Document text
+++++

Pinyon pine hybridization is widely acknowledged, but the frequency of and contributors to such interspecific mating remain largely unstudied. Pinus quadrifolia has three to four needles per fascicle, suggesting it is a result of hybridization between the five-needled P. juarezensis and the single-needled P. monophyla. In this study Ryan Buck and colleagues address the taxonomic validity of P. juarezensis, the hybrid origin of P. quadrifolia, and the presence of hybridization and intermediate morphology as a result of interspecific hybridization in this complex.
The authors found that the five-needled pinyons did not differ genetically from the four-needled P. quadrifolia, reducing P. juarezensis’ status to P. quadrifolia. They also found no evidence that P. quadrifolia is of hybrid origin from P. juarezensis x P. monophyla but is instead a genetically distinct species with natural needle number variation that has yet to be explained. Hybridization does occur in this complex, but mostly between P. quadrifolia and P. californiarum, and less commonly between P. quadrifolia and P. monophyla. Interestingly, some hybrid derivatives were detected between both single-needled taxa, P. monophyla and P. californiarum, a hybrid combination that has not yet been proposed. Hybrids have intermediate morphology when they have similar genetic contributions from both parental species, however, when one parent contributes more, hybrid derivatives resemble the parent with higher genetic contribution, resulting in cryptic introgression.

+++++

Parts of the exercise
1. According to the pinyon pine hybridization text, which two species hybridize most often in this complex?
2. Continue the pinyon pine hybridization text after its last sentence.

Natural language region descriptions

+++++

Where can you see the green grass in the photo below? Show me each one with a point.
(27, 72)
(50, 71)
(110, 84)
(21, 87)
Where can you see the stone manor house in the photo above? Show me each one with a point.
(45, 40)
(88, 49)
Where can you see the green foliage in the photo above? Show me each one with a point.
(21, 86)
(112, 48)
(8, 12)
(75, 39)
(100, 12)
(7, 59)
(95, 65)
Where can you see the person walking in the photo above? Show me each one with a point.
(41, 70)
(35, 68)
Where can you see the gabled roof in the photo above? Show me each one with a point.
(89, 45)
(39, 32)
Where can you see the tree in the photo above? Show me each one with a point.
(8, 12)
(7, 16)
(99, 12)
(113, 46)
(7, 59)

+++++

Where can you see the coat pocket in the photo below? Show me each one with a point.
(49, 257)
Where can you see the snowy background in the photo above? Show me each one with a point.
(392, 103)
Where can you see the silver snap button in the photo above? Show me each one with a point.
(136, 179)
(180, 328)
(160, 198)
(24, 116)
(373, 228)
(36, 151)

+++++

Task answers
1. Pinus quadrifolia and P. californiarum.

2.
“This study provides an insight into the morphological and genetic outcomes of species undergoing gene flow,” write Buck and colleagues. “We plan to further explore these outcomes and patterns of hybridization in pinyon pines, especially in our newly discovered admixture combination of P. monophyla and P. californiarum. While our study addresses long-standing taxonomic issues within a small group of pinyon pines, the NGS methods and genetics first approach we used can be applied to a variety of taxa with controversial standings and cryptic introgression.”